_Zadanie pisemne_
Zbierz z poniższych pozycji wszystkie wiersze, w których występuje słowo „point”. Wielkość liter ma znaczenie.

_Wyodrębnione wpisy_
__________________________________________________

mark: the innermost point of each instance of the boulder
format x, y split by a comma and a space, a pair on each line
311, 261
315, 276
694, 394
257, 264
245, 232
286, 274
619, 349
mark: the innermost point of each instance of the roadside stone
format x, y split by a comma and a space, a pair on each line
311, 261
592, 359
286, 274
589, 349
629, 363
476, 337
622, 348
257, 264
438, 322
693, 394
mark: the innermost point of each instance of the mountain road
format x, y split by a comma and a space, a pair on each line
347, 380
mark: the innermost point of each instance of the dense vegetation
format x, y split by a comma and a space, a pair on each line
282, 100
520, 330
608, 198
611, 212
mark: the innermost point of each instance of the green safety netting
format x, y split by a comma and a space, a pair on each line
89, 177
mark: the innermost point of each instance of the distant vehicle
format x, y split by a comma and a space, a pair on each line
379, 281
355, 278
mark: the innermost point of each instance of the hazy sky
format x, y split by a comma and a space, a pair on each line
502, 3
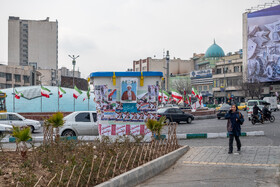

__________________________________________________

_Wynik_
mark: the innermost point of each instance of the boulder
mark: the innermost point of each instance of the roadside stone
mark: the innermost point of each instance of the mountain road
mark: the innermost point of each instance of the dense vegetation
mark: the innermost point of each instance of the green safety netting
mark: the innermost point of each instance of the distant vehicle
mark: the innermost point of each instance of the hazy sky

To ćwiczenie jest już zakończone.